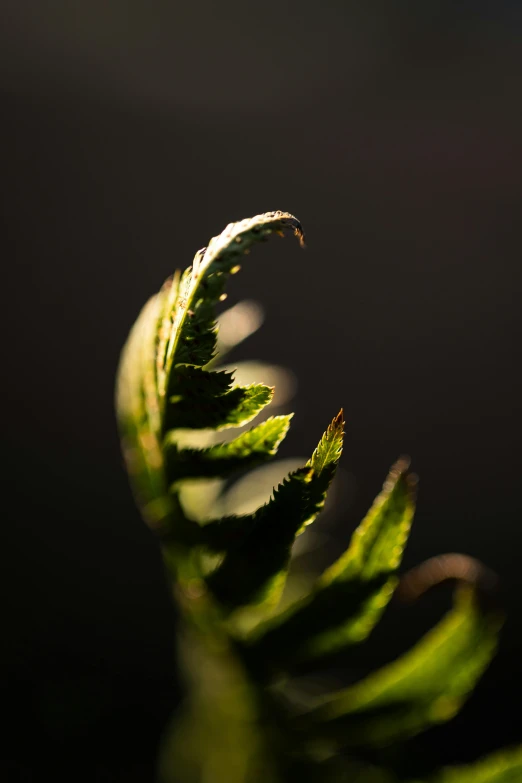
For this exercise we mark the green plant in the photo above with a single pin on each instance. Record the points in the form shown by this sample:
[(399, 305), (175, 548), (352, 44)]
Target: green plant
[(244, 718)]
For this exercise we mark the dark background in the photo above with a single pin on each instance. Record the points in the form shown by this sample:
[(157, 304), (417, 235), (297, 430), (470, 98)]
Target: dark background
[(131, 132)]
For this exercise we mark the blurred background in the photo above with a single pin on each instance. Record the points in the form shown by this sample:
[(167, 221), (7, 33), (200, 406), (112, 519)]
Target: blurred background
[(131, 133)]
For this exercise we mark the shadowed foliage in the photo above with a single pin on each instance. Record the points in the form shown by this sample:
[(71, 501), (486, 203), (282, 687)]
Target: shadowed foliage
[(238, 648)]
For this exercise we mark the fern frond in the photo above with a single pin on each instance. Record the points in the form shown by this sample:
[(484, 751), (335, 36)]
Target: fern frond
[(229, 571)]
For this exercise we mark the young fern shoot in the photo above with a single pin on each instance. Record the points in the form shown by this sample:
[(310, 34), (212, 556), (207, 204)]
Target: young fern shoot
[(235, 644)]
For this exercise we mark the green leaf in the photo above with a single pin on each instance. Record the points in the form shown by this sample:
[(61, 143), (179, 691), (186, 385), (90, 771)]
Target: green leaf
[(351, 595), (427, 685), (248, 449), (192, 335), (502, 767), (138, 416), (255, 569)]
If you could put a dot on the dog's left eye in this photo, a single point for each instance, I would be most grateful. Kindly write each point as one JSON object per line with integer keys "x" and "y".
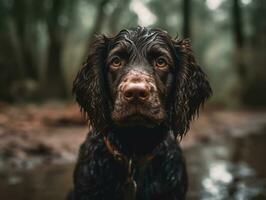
{"x": 160, "y": 63}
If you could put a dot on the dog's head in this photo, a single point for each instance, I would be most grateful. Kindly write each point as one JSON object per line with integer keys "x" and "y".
{"x": 141, "y": 77}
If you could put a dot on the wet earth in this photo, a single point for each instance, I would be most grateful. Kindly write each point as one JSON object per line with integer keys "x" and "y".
{"x": 228, "y": 166}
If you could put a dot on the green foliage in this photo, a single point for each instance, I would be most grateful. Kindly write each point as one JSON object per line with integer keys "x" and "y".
{"x": 43, "y": 43}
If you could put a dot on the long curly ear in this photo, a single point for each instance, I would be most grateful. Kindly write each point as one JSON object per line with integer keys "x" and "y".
{"x": 88, "y": 86}
{"x": 192, "y": 88}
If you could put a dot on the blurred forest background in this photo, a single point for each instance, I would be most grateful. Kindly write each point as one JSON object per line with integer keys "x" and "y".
{"x": 43, "y": 43}
{"x": 42, "y": 46}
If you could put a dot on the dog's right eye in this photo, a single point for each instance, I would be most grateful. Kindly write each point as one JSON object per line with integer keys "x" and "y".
{"x": 116, "y": 62}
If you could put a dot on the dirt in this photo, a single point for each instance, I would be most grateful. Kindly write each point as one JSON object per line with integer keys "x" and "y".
{"x": 32, "y": 135}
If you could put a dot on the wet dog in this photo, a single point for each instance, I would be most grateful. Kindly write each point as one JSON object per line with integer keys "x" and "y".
{"x": 139, "y": 91}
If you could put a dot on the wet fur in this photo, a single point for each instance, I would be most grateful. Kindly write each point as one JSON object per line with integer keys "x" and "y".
{"x": 98, "y": 175}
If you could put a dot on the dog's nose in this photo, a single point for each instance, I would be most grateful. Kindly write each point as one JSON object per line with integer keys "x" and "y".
{"x": 138, "y": 91}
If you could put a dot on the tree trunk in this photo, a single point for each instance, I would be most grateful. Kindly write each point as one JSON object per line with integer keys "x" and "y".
{"x": 54, "y": 85}
{"x": 186, "y": 18}
{"x": 239, "y": 41}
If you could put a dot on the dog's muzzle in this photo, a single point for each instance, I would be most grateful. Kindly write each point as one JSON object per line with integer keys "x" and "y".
{"x": 137, "y": 87}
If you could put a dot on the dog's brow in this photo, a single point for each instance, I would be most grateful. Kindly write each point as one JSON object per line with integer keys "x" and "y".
{"x": 161, "y": 50}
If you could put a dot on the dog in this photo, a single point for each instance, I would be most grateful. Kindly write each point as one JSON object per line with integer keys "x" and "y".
{"x": 139, "y": 91}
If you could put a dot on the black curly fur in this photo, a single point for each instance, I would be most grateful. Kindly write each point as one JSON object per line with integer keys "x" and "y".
{"x": 98, "y": 175}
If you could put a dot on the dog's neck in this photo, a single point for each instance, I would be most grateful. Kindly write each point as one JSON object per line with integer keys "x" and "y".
{"x": 137, "y": 141}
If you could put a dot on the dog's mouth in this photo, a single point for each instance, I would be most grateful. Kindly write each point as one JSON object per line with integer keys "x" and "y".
{"x": 138, "y": 115}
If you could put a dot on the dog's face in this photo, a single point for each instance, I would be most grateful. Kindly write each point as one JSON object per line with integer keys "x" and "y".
{"x": 141, "y": 77}
{"x": 140, "y": 69}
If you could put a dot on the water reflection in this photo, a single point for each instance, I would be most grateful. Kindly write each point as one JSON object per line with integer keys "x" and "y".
{"x": 232, "y": 168}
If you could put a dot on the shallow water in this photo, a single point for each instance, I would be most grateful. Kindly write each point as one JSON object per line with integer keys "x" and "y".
{"x": 231, "y": 168}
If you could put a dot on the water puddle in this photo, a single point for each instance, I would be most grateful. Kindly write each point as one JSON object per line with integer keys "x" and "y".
{"x": 233, "y": 168}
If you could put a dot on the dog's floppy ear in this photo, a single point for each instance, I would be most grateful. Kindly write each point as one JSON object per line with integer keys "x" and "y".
{"x": 88, "y": 86}
{"x": 192, "y": 87}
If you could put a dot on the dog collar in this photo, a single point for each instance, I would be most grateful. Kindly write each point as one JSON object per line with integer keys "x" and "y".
{"x": 130, "y": 189}
{"x": 137, "y": 160}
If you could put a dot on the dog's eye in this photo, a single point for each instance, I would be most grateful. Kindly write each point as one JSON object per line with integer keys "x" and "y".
{"x": 160, "y": 63}
{"x": 116, "y": 62}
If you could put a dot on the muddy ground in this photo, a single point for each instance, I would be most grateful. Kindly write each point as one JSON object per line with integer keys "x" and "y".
{"x": 225, "y": 152}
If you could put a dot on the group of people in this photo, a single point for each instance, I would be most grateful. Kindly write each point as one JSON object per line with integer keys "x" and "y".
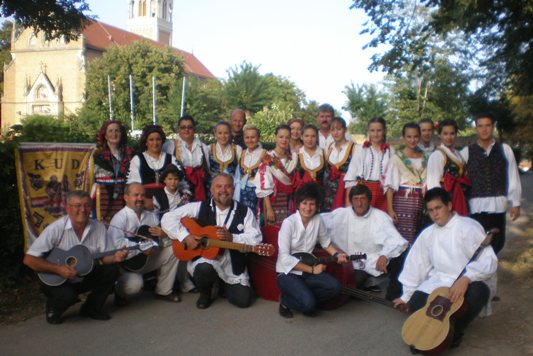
{"x": 318, "y": 185}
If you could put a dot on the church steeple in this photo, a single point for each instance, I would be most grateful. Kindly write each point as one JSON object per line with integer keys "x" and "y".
{"x": 151, "y": 19}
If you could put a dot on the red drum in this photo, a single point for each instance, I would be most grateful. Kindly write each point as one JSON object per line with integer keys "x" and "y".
{"x": 263, "y": 269}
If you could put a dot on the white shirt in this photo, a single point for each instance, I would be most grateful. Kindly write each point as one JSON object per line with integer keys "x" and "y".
{"x": 61, "y": 234}
{"x": 134, "y": 175}
{"x": 293, "y": 237}
{"x": 368, "y": 164}
{"x": 440, "y": 254}
{"x": 251, "y": 235}
{"x": 436, "y": 163}
{"x": 188, "y": 158}
{"x": 373, "y": 234}
{"x": 498, "y": 204}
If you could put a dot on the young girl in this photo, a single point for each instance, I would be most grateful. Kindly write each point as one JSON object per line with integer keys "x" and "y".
{"x": 311, "y": 165}
{"x": 446, "y": 167}
{"x": 303, "y": 286}
{"x": 370, "y": 162}
{"x": 273, "y": 181}
{"x": 249, "y": 163}
{"x": 339, "y": 156}
{"x": 405, "y": 181}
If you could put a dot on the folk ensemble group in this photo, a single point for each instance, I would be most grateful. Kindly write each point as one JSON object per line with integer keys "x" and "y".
{"x": 418, "y": 213}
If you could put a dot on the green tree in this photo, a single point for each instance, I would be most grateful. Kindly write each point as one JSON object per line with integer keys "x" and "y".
{"x": 143, "y": 61}
{"x": 54, "y": 18}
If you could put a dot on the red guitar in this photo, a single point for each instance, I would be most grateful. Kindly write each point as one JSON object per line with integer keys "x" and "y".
{"x": 210, "y": 244}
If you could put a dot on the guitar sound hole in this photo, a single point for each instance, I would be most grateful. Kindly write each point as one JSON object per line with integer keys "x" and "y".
{"x": 72, "y": 261}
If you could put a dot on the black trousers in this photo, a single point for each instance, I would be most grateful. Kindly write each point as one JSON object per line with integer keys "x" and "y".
{"x": 395, "y": 266}
{"x": 100, "y": 282}
{"x": 205, "y": 276}
{"x": 476, "y": 297}
{"x": 490, "y": 221}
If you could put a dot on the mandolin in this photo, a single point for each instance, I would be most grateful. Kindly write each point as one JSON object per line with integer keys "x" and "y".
{"x": 210, "y": 244}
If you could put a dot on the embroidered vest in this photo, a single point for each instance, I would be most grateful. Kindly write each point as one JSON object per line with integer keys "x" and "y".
{"x": 488, "y": 173}
{"x": 207, "y": 217}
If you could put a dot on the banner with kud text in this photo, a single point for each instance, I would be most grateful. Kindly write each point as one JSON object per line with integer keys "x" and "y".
{"x": 46, "y": 172}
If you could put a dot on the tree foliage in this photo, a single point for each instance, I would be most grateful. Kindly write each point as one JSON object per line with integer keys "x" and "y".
{"x": 56, "y": 18}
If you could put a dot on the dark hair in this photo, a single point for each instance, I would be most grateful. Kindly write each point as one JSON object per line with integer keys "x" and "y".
{"x": 308, "y": 191}
{"x": 340, "y": 120}
{"x": 282, "y": 127}
{"x": 172, "y": 169}
{"x": 326, "y": 108}
{"x": 360, "y": 189}
{"x": 437, "y": 193}
{"x": 150, "y": 129}
{"x": 410, "y": 125}
{"x": 426, "y": 120}
{"x": 186, "y": 118}
{"x": 100, "y": 135}
{"x": 485, "y": 115}
{"x": 447, "y": 122}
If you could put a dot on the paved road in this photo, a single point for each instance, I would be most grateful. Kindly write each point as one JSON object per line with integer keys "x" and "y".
{"x": 151, "y": 326}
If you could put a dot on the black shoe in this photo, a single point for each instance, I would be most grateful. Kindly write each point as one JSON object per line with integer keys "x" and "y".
{"x": 96, "y": 315}
{"x": 53, "y": 316}
{"x": 204, "y": 301}
{"x": 285, "y": 312}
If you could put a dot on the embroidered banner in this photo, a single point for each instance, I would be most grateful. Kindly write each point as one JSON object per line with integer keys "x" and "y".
{"x": 46, "y": 172}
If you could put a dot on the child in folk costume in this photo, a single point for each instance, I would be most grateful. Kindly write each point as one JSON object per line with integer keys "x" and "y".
{"x": 273, "y": 181}
{"x": 370, "y": 162}
{"x": 192, "y": 154}
{"x": 251, "y": 159}
{"x": 446, "y": 167}
{"x": 339, "y": 156}
{"x": 311, "y": 165}
{"x": 405, "y": 181}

▸ Prompt
Revise the lines from the one containing "For this exercise we mark the young" through the one containing "[(235, 644)]" by replacing "young fern shoot" with "fern fiddlehead", and give only those lines with everything else unchanged.

▸ Problem solution
For this exercise we mark the fern fiddlehead in the photo above with a single pin on each instance. Record the points in the form shown by this sample:
[(310, 34), (212, 556), (207, 204)]
Target: fern fiddlehead
[(235, 644)]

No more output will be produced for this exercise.